(Goal) Copy out each of the records below line for line, with no changes.

────────────────────────────────────────

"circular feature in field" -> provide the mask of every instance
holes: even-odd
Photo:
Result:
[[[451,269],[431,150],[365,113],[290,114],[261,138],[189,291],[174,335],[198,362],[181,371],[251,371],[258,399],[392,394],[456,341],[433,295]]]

────────────────────────────────────────

(Answer to this task)
"circular feature in field" -> provide the mask of every instance
holes: even-odd
Photo:
Result:
[[[451,269],[431,150],[365,113],[290,114],[261,138],[189,291],[174,335],[198,362],[181,371],[251,371],[258,399],[392,394],[456,341],[433,295]]]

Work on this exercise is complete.